### Excerpt
· · · ·

Posted by nyssa on August 05, 2013 in , , ,

About 5 or so years ago I was sitting in a university dorm room chatting with one of the senior guys in college about a vast range of different things.

He poured us both a glass of scotch and being a young, fresh-faced and naïve 19 year-old I slowly sipped and cringed my way through the drink telling him how nice it was and how “I don’t mind a glass of scotch occasionally”, even though I couldn’t stand the taste of it!

Me being 19 and only a few months into my university life and him being four years my senior, I listened to a lot of his opinions and assumed he knew what he was talking about. I now realise he was only about as old as I am now and more than likely knew as little about the grand scheme of things as I do at the moment. We talked about our game of rugby from the weekend, what assignment we had but hadn’t started yet, college politics (and federal politics with him being a staunch Nationals supporter as was my father) and finally we came to a topic I knew next to nothing about; the stock market and share trading. One thing he did say to me which I remember and thought was quite smart, albeit fairly obvious was “…you need to buy when others want to sell and sell when others want to buy.”

It made a lot of sense especially since I loved Economics from High School so I related everything in life bBuy Sellack to demand versus supply. If people really wanted certain shares they would be in high demand and people would be willing to pay more for them, so you should sell yours and make a profit.

· · · ·

### Prompt A
List each topic of conversation named in the blog post's sentence that begins "We talked about".
### Prompt B
Reproduce the blog post verbatim from "Posted by nyssa" to "of different things.".

### Dataset excerpt
· · · ·

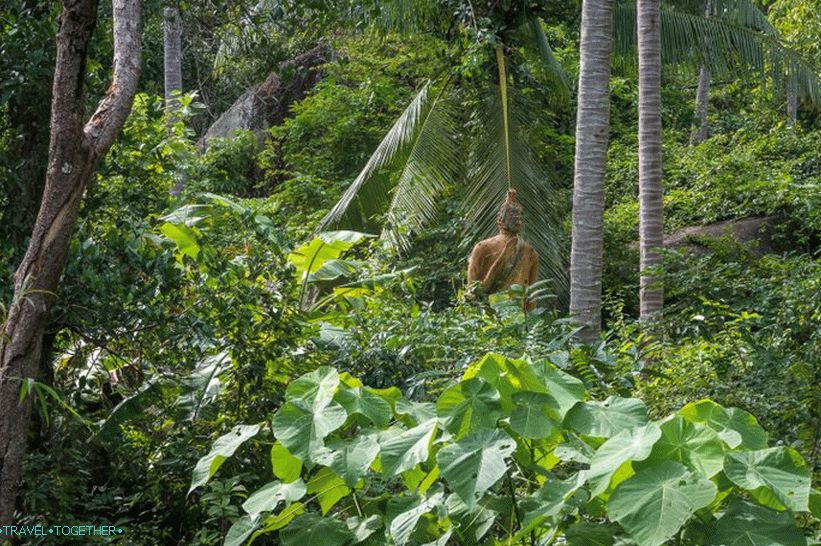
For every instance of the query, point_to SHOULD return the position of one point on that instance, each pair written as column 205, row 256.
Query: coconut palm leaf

· · · ·

### Problem solution A
- Their game of rugby from the weekend
- The assignment they had but hadn't started yet
- College politics
- Federal politics
- The stock market and share trading

### Problem solution B
Posted by nyssa on August 05, 2013 in , , ,

About 5 or so years ago I was sitting in a university dorm room chatting with one of the senior guys in college about a vast range of different things.